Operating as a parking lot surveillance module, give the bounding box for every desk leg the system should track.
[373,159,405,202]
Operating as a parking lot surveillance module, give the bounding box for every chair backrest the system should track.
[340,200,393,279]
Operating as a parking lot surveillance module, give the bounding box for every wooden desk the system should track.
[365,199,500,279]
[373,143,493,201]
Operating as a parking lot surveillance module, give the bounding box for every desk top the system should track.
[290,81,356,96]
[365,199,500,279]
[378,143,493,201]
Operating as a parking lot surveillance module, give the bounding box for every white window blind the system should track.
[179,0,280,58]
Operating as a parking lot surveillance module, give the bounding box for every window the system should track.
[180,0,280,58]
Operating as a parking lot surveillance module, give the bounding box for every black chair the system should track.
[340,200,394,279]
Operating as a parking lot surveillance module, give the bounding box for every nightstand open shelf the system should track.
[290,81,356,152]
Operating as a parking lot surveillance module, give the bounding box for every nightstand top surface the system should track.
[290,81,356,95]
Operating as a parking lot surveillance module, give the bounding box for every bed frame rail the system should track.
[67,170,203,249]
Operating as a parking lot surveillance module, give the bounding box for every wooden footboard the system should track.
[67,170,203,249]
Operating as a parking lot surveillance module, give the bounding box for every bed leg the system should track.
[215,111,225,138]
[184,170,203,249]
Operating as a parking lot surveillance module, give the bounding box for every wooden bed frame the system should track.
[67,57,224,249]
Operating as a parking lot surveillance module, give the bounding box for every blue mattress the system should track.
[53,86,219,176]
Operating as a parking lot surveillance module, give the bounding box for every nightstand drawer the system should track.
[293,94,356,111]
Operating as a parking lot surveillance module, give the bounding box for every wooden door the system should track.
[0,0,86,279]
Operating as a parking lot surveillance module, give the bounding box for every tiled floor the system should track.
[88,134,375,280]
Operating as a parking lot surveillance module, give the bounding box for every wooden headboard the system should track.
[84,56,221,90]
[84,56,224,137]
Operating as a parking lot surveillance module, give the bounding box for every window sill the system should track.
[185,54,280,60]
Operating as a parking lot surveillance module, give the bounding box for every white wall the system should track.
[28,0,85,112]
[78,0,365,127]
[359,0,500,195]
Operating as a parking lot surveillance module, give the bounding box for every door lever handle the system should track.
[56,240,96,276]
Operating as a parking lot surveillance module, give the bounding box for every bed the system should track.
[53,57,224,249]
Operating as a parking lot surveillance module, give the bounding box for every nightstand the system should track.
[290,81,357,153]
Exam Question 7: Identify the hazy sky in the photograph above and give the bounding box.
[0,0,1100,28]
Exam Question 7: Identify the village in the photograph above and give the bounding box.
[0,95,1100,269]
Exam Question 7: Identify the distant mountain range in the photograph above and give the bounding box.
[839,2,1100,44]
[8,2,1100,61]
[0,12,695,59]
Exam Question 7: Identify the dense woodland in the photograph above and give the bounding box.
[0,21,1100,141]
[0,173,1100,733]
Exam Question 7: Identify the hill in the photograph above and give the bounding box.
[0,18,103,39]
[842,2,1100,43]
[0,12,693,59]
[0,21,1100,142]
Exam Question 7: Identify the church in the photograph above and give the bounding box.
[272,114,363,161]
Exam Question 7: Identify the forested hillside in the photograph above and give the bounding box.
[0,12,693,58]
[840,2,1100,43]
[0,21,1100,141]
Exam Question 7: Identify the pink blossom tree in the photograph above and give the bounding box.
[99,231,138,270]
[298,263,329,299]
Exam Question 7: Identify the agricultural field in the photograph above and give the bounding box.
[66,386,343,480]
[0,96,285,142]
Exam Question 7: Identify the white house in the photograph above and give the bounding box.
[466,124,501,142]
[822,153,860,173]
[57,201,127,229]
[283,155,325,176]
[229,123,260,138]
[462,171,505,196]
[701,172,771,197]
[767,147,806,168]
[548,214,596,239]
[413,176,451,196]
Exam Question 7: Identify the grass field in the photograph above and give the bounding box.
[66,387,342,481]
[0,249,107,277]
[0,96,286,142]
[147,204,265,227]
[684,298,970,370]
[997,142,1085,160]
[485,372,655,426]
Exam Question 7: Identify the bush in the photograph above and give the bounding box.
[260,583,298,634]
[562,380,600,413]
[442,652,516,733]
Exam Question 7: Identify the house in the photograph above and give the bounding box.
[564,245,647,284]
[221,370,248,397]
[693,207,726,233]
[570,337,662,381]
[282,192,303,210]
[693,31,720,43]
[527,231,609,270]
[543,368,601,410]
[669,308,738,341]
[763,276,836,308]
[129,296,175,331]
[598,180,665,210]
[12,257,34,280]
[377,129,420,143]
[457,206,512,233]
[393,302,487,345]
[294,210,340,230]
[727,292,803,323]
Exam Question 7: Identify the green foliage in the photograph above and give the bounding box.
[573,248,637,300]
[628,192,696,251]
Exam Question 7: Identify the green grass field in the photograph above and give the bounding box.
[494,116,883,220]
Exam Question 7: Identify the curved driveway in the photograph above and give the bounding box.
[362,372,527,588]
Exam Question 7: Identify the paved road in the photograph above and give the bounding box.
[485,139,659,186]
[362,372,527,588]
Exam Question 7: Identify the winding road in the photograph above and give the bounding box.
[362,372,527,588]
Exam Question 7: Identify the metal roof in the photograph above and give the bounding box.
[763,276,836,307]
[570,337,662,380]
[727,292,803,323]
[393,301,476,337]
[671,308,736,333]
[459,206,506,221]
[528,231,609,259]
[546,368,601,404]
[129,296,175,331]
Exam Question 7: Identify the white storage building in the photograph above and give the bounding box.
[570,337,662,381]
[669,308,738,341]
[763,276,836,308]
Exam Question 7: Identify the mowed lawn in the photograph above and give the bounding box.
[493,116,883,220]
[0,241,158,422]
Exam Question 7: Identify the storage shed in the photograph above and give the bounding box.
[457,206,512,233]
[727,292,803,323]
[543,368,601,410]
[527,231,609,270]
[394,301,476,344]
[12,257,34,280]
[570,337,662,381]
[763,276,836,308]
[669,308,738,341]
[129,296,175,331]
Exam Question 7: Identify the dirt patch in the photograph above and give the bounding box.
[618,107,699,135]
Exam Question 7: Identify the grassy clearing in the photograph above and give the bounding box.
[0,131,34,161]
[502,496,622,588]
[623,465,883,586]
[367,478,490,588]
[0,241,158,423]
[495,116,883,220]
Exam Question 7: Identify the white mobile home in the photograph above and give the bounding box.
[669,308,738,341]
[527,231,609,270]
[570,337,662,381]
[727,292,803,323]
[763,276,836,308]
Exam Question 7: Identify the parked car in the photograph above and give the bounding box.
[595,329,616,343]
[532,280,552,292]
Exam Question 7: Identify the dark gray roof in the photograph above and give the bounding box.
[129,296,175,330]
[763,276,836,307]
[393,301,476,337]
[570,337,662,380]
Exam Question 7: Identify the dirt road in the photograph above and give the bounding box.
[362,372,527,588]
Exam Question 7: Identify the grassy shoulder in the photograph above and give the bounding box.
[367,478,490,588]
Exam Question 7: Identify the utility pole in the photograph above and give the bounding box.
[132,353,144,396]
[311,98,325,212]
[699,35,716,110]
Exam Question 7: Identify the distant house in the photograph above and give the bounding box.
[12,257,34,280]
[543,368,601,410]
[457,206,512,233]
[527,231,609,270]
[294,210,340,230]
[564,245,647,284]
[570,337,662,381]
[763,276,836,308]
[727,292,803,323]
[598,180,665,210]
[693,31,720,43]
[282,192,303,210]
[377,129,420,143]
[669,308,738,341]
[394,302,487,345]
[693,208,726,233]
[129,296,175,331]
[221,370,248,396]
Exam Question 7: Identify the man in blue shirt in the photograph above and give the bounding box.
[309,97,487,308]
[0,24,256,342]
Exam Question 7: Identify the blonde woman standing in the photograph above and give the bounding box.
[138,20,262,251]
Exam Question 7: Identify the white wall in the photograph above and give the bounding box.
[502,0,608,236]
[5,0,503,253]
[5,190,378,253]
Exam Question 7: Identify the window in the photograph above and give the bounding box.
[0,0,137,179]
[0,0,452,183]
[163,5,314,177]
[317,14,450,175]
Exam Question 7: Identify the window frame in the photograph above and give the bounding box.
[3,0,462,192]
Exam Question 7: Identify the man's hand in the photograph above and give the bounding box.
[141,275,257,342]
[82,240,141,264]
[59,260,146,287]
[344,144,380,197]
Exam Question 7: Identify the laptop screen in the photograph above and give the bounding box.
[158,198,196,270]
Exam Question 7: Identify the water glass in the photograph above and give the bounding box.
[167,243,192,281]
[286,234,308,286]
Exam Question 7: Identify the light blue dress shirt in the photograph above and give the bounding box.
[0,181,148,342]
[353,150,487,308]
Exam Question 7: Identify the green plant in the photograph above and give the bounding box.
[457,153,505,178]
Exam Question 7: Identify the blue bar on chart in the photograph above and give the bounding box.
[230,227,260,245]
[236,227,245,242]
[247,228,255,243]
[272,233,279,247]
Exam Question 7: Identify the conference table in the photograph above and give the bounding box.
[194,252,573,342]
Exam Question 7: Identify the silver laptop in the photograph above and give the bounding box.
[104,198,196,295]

□ □ □ □ □

**The exercise**
Copy out the data above, verbatim, from the line containing "bed the system should track." through the line containing "[0,173,1100,733]".

**Solution**
Operating as a parking lot surveillance module, give the bounding box for every bed the system should track.
[53,57,224,249]
Operating as a parking lot surveillance module, give the bounding box for every nightstand the system should track.
[290,81,357,153]
Exam Question 7: Identify the hazy sky in the photograph above and give the bounding box.
[0,0,1100,28]
Exam Question 7: Identify the village in the photograph above and give the bounding box.
[0,95,1100,269]
Exam Question 7: Identify the distant mountain range in the photograph above and give the bounding box.
[839,2,1100,44]
[8,2,1100,61]
[0,12,695,59]
Exam Question 7: Identify the dense woodland in the photograph above and give the bounding box.
[0,21,1100,141]
[0,173,1100,733]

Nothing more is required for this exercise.